__What is being asked__. For each statement about the company law text below, say yes or no according to whether it agrees with the text, and quote the words that decide it. (a) To become a public company, a proprietary company must pass a special resolution in general meeting. (b) A company may apply for deregistration if it has assets of less than $10,000. (c) A director who lets an insolvent company trade risks civil claims but not criminal prosecution.

__Excerpted text__.
##############################

Public companies may raise equity capital under a disclosure document lodged
with ASIC.
COMPANY BORROWINGS
A company may also raise money by borrowing money from banks or other
financial institutions. Typically, financiers will require companies to secure
such borrowings by granting a fixed and/or floating charge over the present and
future assets of the company. In some cases, as a director of the borrowing
company you may also be asked to personally guarantee the borrowings of the
company.
You should obtain specific legal advice when either the company grants a
charge or a director provides personal security for the debts of the company.
BECOMING A PUBLIC COMPANY
Becoming a public company means changing the type of company. In order to
become a public company, the proprietary company must pass a special resolution
in general meeting.
The Corporations Law imposes more obligations on public companies and their
directors than those imposed on proprietary companies. These include greater
restrictions on the ability of directors to vote on matters in which they have a
personal interest and on the giving of financial benefits to directors and other
“related parties” of the company. A major advantage of being a public
company is that it is permitted to raise capital through issuing a disclosure
document. If you are considering changing your company to a public company you
should seek specific legal advice.
COMPANY CANNOT PAY ITS DEBTS?
If you are a director of a company and you have reasonable grounds for
suspecting that your company is insolvent then you must stop your company from
further trading and taking on more debts, and obtain professional advice.
A company is “insolvent” if it cannot pay its debts as and when they fall
due. As a director you are breaking the law if you let the company trade whilst
it is insolvent. If you do let the company trade whilst insolvent then you can
be sued by a liquidator or creditors personally to recover debts incurred during
insolvency from your own assets. You may also face criminal prosecution.
Common signals of companies that are insolvent or approaching insolvency
include:
- low operating profits or cashflow;
- problems paying trade creditors on time;
- non payment or late payment of statutory remittances such as PAYE or payroll
tax;
- trade suppliers refusing to extend further credit to the company;
- problems meeting loan repayments or difficulty keeping within overdraft
limits;
- legal action is undertaken or threatened by trade suppliers or other
creditors over money owed to them.
WHAT DO DIRECTORS HAVE TO DO WHEN A COMPANY IS INSOLVENT?
If a company is insolvent, directors should either appoint an administrator
(a professional insolvency practitioner) or apply to the court for a liquidator
to be appointed to the company.
A creditor may also takes its own action by appointing a receiver or taking
steps to have the company wound up, depending on the circumstances.
If an insolvency practitioner (for example, a liquidator, receiver,
controller or administrator) is appointed to a company, the directors of that
company must provide them with reports as to the company and assist them
identify and realise company assets for the benefit of creditors.
There are substantial penalties for non-compliance and ASIC may take court
action against offenders.
CLOSING DOWN A COMPANY
You may apply (using form 6010) to have the company deregistered if the
company:
- is not carrying on business;
- has assets of less than $1,000;
- has paid all its fees and penalties under the Corporations Law;
- has no outstanding liabilities;
- is not a party to any legal proceedings; and
- the members agree to the deregistration.

##############################

__Information supplied__.
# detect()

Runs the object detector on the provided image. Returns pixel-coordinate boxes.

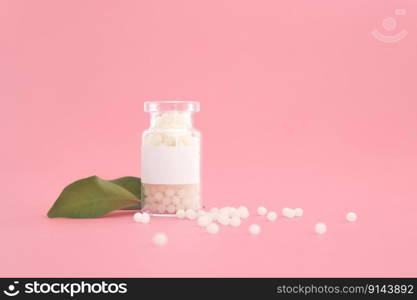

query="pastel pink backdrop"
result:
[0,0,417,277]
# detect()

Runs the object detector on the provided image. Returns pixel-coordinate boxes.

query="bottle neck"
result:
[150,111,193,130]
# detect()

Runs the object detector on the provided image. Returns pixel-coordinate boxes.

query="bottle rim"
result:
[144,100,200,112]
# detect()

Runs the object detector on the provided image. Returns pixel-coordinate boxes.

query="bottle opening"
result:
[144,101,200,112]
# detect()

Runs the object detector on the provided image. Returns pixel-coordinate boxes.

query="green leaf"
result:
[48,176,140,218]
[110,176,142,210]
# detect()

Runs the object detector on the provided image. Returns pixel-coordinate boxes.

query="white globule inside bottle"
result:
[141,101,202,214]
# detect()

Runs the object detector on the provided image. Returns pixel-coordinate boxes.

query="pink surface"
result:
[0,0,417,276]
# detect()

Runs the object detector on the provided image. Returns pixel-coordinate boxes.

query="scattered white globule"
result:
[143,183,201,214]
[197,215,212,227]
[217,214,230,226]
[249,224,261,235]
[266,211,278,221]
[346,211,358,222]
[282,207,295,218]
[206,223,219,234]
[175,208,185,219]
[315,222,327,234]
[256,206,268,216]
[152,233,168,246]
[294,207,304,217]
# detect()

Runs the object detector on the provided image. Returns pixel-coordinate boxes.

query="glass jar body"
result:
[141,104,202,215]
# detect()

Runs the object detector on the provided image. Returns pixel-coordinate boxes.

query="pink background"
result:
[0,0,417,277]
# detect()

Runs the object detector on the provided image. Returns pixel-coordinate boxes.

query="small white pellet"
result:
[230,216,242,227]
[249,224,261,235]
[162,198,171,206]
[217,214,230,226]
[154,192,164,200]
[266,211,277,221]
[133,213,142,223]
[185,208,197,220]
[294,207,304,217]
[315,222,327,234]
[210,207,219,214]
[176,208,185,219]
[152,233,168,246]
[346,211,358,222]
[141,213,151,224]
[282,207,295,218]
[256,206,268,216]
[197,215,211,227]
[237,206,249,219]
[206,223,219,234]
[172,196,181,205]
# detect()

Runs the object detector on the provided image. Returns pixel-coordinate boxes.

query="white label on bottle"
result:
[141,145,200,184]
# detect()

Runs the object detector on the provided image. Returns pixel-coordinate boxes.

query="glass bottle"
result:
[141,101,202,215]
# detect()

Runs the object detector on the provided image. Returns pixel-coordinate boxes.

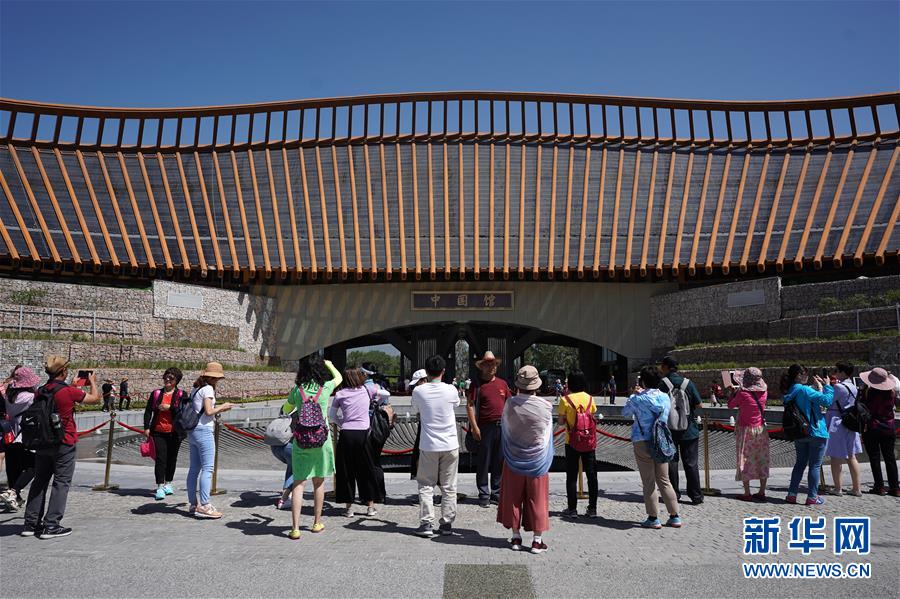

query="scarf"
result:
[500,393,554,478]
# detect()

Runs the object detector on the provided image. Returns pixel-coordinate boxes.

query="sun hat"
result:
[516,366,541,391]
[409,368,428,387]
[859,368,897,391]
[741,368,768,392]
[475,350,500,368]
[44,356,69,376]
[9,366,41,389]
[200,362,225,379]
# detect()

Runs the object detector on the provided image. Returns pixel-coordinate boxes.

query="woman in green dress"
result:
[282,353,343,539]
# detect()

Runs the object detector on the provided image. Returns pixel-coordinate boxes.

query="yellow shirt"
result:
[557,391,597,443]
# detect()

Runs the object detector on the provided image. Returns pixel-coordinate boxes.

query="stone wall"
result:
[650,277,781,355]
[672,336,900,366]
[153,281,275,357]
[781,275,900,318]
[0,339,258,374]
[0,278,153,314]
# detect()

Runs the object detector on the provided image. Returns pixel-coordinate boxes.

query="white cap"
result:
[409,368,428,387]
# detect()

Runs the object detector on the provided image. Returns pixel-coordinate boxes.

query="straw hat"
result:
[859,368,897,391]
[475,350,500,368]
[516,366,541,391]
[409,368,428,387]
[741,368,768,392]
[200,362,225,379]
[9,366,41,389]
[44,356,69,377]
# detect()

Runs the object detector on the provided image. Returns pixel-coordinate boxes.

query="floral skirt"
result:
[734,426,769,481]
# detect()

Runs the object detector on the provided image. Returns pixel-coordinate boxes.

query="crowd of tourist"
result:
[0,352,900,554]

##############################

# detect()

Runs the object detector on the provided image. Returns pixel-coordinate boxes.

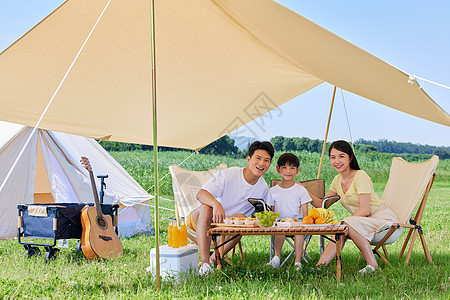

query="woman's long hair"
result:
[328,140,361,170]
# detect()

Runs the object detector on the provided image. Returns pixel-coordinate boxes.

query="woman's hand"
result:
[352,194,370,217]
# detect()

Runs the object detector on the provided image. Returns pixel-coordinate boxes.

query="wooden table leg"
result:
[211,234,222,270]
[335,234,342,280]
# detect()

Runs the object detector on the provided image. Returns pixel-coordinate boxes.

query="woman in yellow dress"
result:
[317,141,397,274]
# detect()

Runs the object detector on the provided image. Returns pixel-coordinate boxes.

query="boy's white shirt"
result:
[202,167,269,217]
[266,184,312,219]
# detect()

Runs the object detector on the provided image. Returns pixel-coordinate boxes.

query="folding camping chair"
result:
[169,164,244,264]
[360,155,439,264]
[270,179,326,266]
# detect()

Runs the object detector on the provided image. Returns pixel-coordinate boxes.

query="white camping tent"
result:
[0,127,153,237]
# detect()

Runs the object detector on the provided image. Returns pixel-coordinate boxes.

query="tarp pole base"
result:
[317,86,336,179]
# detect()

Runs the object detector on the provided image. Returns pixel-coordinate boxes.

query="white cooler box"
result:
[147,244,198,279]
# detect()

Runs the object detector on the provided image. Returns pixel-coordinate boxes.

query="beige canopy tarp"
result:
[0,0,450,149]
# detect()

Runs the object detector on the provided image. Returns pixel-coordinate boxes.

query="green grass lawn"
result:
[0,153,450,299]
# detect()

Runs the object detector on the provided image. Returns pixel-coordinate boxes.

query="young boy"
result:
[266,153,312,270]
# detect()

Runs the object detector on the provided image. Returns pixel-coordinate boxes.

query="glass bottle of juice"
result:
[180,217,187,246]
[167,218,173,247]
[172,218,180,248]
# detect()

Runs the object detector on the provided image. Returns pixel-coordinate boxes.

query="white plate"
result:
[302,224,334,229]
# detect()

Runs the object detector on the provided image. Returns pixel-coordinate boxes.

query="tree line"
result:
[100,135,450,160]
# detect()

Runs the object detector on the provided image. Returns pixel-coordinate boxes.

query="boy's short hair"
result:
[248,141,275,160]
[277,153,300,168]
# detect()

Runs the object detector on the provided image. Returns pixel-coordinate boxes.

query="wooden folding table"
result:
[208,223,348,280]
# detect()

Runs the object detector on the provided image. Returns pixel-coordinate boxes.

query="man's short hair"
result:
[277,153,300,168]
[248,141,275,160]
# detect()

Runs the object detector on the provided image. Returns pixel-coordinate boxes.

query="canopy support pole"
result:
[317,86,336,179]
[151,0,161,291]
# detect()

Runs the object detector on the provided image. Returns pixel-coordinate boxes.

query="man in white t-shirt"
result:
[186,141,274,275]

##############################

__Result for this exercise__.
(a) Yes: "the proprietary company must pass a special resolution in general meeting."
(b) No: "has assets of less than $1,000"
(c) No: "You may also face criminal prosecution."